Text extract:
++++++

- Born: 1959
- Education: Hertford College, Oxford (PhD) London School of Economics (MS) Sharif University of Technology (BSc)
- Era: 21st-century philosophy
- Region: Western philosophy
- School: Analytic
- Institutions: Institute for Research in Fundamental Sciences
- Thesis: Modal Reality (1991)
- Doctoral advisor: Stephen Williams
- Main interests: epistemology, philosophy of mind, philosophical logic

= Hamid Vahid-Dastjerdi =

Iranian philosopher (born 1959)

Hamid Vahid-Dastjerdi also known as Hamid Vahid (born 1959) is an Iranian philosopher and Professor of Philosophy and a former head of the Analytic Philosophy Faculty at the Institute for Research in Fundamental Sciences. He is known for his expertise on epistemology, philosophy of mind and philosophical logic.

++++++

Material supplied:

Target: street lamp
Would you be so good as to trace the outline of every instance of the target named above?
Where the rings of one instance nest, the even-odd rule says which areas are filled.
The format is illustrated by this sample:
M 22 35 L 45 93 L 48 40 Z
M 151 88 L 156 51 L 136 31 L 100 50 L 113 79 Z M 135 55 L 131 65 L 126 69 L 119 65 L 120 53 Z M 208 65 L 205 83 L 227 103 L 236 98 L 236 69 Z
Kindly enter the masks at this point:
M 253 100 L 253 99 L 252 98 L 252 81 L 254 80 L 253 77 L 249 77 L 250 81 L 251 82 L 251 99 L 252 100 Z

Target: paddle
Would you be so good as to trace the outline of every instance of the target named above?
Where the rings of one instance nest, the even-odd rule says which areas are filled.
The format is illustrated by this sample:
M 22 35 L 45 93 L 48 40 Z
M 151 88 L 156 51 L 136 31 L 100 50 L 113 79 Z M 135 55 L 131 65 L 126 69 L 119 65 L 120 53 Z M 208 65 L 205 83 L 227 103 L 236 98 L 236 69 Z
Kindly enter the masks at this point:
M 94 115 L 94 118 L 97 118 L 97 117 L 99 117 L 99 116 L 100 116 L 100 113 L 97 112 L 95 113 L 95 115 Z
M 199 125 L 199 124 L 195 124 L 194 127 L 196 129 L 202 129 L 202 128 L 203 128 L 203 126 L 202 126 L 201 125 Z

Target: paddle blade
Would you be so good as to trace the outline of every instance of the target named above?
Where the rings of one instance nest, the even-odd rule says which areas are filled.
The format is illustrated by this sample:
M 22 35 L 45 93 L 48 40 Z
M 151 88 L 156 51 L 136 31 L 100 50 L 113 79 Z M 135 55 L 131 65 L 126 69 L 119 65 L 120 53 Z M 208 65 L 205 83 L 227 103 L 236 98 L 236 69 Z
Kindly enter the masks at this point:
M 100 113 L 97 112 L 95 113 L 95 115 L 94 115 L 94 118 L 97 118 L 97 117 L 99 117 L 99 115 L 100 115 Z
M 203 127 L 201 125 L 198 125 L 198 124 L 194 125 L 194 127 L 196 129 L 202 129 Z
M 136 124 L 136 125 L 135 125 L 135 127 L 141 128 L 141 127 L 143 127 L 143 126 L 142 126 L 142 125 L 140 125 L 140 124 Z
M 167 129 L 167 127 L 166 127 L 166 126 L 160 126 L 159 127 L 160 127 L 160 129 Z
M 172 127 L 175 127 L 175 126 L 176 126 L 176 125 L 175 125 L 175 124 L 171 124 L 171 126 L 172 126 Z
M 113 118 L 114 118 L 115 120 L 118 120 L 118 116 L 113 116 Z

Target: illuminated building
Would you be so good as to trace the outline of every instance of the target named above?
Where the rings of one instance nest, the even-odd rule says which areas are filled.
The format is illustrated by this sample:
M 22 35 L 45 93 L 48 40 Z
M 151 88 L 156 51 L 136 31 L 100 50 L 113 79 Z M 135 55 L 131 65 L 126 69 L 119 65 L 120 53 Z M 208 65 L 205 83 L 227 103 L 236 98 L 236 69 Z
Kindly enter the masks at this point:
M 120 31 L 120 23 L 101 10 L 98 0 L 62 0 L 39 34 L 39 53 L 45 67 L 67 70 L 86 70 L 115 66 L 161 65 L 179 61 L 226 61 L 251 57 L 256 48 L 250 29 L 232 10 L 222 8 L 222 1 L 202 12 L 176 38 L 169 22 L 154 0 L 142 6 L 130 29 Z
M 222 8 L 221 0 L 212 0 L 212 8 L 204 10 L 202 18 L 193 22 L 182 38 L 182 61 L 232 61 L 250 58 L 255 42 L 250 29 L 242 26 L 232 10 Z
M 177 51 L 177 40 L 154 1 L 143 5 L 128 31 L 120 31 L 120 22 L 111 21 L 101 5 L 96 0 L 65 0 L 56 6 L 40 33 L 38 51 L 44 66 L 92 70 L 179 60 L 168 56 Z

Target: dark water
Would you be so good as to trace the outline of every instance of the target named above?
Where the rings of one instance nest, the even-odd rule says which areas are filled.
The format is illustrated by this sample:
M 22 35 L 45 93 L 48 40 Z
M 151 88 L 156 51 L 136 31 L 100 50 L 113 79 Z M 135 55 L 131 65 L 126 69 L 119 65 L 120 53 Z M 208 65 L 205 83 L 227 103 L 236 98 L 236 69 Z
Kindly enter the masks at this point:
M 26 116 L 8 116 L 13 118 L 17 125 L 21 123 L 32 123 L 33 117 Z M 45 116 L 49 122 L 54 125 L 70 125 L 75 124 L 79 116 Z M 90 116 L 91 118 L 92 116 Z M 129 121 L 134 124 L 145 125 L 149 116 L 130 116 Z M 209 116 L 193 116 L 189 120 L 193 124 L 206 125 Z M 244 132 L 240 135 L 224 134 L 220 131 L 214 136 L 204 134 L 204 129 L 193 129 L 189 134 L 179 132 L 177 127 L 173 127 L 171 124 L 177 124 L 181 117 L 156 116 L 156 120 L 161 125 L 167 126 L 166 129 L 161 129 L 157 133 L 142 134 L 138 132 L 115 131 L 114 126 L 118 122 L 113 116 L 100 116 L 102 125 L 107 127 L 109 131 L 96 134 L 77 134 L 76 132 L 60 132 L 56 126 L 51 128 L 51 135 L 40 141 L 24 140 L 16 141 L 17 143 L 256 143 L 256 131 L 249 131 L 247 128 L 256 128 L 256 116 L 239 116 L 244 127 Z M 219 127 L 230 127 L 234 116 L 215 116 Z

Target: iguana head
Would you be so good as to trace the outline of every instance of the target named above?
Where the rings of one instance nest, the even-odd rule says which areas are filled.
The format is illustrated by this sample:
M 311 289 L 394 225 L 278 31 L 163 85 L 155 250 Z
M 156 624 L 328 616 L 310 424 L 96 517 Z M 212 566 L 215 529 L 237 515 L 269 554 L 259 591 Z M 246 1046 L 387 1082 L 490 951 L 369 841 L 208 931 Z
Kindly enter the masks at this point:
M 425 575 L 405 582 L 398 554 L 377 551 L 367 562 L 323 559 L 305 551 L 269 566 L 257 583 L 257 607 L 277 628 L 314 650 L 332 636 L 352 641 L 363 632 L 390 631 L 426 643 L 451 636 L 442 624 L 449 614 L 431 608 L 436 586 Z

++++++

Task prompt:
Using the Hamid Vahid-Dastjerdi profile, answer these:
(a) What was the title of his thesis, and in what year?
(b) At which school did he earn his BSc?
(c) What post did he formerly hold at the Institute for Research in Fundamental Sciences?
The data has no connection to the Hamid Vahid-Dastjerdi profile.

Result for this task:
(a) Modal Reality, 1991
(b) Sharif University of Technology
(c) Head of the Analytic Philosophy Faculty